Objective |
Return the material word for word, beginning at the line that contains "find the winding" and continuing through its last line. Leave the pictures out.

═══

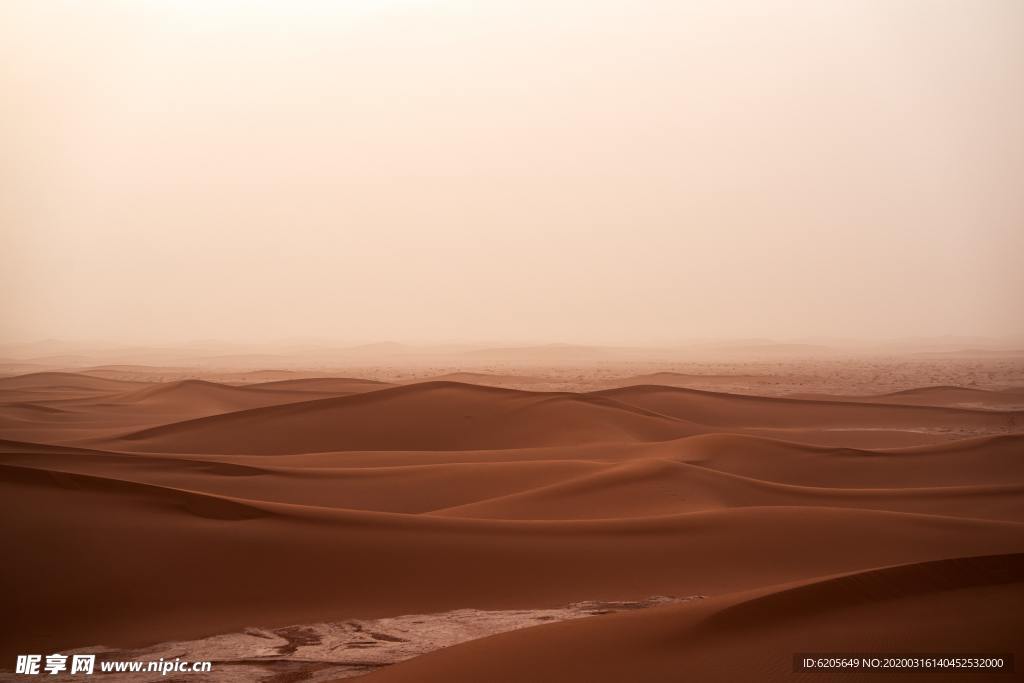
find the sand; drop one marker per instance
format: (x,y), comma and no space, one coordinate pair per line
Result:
(142,514)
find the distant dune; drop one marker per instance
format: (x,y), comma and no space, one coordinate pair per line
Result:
(813,524)
(952,396)
(432,416)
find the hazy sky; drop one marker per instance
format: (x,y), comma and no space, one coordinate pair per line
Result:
(583,171)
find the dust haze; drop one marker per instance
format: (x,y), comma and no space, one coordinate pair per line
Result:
(583,172)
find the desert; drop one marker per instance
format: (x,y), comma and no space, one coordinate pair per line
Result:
(331,507)
(518,341)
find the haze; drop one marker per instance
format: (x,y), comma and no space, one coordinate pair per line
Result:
(578,171)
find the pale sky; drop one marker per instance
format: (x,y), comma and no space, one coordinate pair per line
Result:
(553,170)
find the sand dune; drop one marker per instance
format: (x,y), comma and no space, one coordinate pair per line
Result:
(952,605)
(685,380)
(725,410)
(950,396)
(326,385)
(432,416)
(381,501)
(330,563)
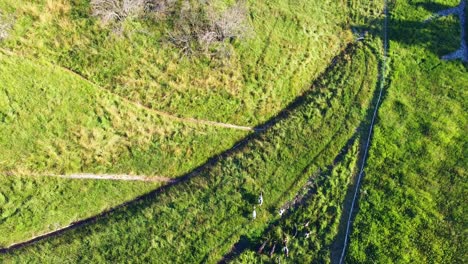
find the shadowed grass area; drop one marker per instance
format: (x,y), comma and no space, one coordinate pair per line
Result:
(34,206)
(293,43)
(53,121)
(198,220)
(311,226)
(412,207)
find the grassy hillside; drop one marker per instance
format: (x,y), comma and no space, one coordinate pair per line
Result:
(35,206)
(55,122)
(310,228)
(412,207)
(200,219)
(292,43)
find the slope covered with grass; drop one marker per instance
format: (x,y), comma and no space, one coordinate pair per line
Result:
(35,206)
(292,44)
(413,200)
(54,122)
(311,226)
(199,220)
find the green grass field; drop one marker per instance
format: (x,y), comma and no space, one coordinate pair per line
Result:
(69,85)
(311,228)
(81,96)
(199,220)
(292,45)
(412,207)
(55,122)
(35,206)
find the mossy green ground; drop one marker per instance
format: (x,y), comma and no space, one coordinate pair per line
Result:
(200,219)
(53,121)
(293,43)
(412,207)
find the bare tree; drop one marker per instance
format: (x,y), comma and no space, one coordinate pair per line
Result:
(5,26)
(232,23)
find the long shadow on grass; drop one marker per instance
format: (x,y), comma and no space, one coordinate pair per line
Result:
(244,243)
(285,113)
(440,36)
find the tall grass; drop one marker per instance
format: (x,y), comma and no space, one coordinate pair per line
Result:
(413,201)
(200,219)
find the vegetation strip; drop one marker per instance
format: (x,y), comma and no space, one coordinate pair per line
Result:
(158,112)
(371,127)
(301,125)
(114,177)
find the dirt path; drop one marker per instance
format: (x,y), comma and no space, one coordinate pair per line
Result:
(161,113)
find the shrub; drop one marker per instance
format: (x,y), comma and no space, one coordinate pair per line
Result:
(198,26)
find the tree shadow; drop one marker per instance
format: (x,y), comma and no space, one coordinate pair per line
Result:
(439,35)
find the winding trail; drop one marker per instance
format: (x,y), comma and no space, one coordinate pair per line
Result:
(462,52)
(283,114)
(382,77)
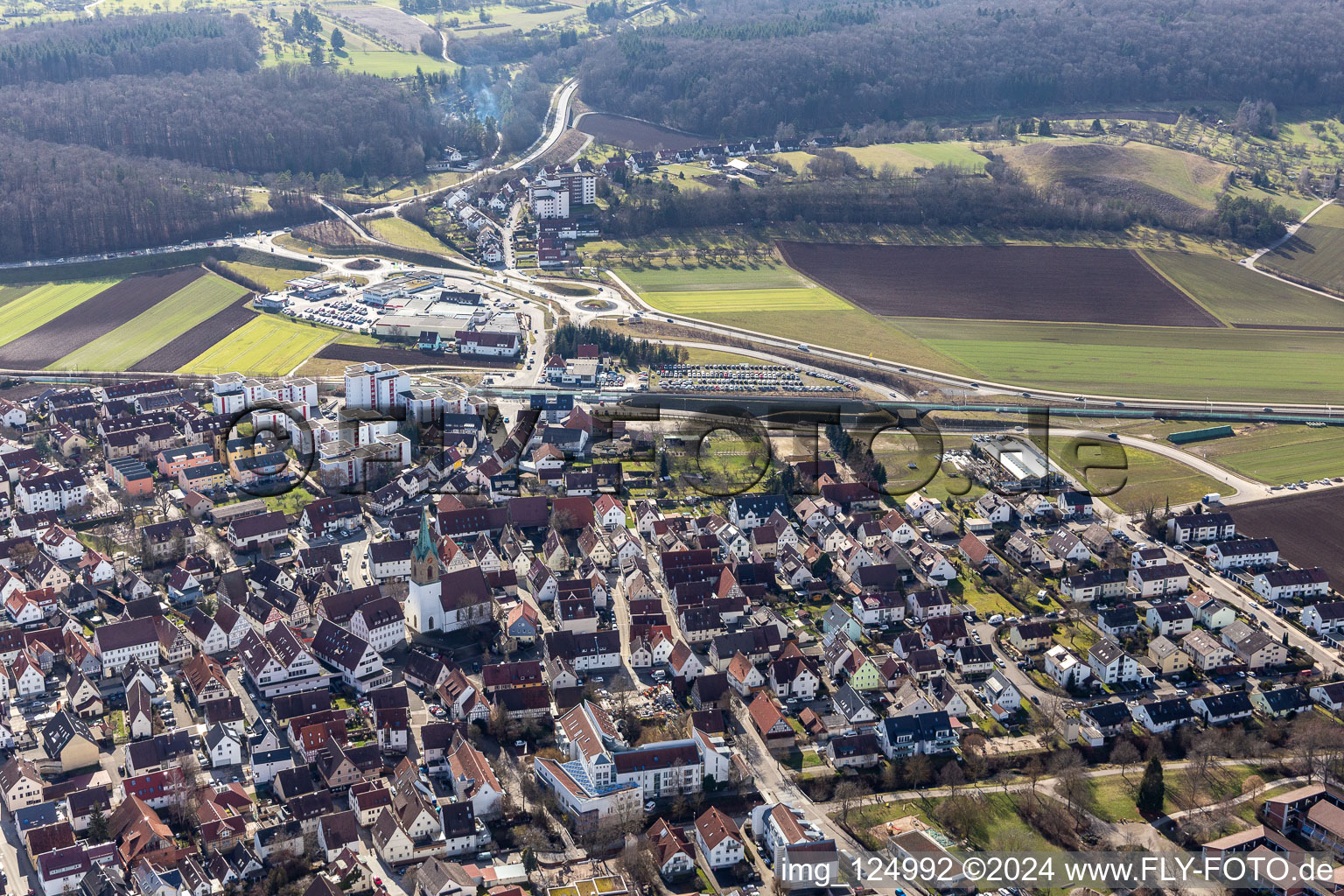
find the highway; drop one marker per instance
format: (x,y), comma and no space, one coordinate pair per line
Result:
(626,300)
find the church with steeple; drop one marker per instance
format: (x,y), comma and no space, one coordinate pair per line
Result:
(424,601)
(444,598)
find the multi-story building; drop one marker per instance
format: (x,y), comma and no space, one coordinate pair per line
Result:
(375,387)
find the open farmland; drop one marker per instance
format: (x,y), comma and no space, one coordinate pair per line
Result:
(394,24)
(156,326)
(914,156)
(92,318)
(1314,254)
(35,305)
(1018,283)
(696,290)
(1158,361)
(1280,452)
(1179,186)
(714,291)
(266,346)
(1245,298)
(746,300)
(1306,527)
(632,133)
(686,278)
(192,343)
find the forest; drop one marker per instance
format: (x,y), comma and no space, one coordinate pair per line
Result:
(268,120)
(127,46)
(142,130)
(70,200)
(749,69)
(632,352)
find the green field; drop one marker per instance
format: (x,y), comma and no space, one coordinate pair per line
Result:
(390,63)
(268,346)
(910,156)
(25,311)
(905,158)
(702,303)
(1234,364)
(11,293)
(272,277)
(1146,480)
(933,477)
(1280,453)
(153,328)
(1314,253)
(1241,296)
(770,298)
(403,233)
(692,278)
(507,18)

═══

The result |
find the winding trail; drop one marker per instance
format: (x,y), comma and no space, one coordinate pair per line
Result:
(462,52)
(283,114)
(382,77)
find the highway; drop one marker per instance
format: (x,y), comma and no space, one coordinate pair per line
Result:
(626,300)
find the church with steeple; drop one marker per instance
format: (x,y), comma and no space, one coordinate pair per line
Result:
(424,601)
(444,598)
find the multi-story building; drop one marker per instance
format: (x,y), comma and no space, one coordinate pair per line
Result:
(375,387)
find the open farmland; drop one marker per instance
format: (x,y), comma and no space, one coordinate pair per line
Result:
(394,24)
(156,326)
(914,156)
(92,318)
(1314,254)
(35,305)
(1018,283)
(696,290)
(1158,361)
(1280,452)
(1179,186)
(714,291)
(266,346)
(1245,298)
(746,300)
(1306,527)
(632,133)
(686,278)
(192,343)
find the forest; drop one marker per instance
format: (x,y), comma and no space, one coordinate pair per line
Result:
(268,120)
(127,46)
(142,130)
(70,200)
(749,69)
(632,352)
find the green field; drop one marker per instance
format: (x,y), comma and no space, one coordinate pair per line
Result:
(390,63)
(268,346)
(910,156)
(25,311)
(905,158)
(702,303)
(1234,364)
(11,293)
(272,277)
(1146,480)
(933,477)
(1280,453)
(153,328)
(1314,253)
(1241,296)
(770,298)
(403,233)
(692,278)
(507,18)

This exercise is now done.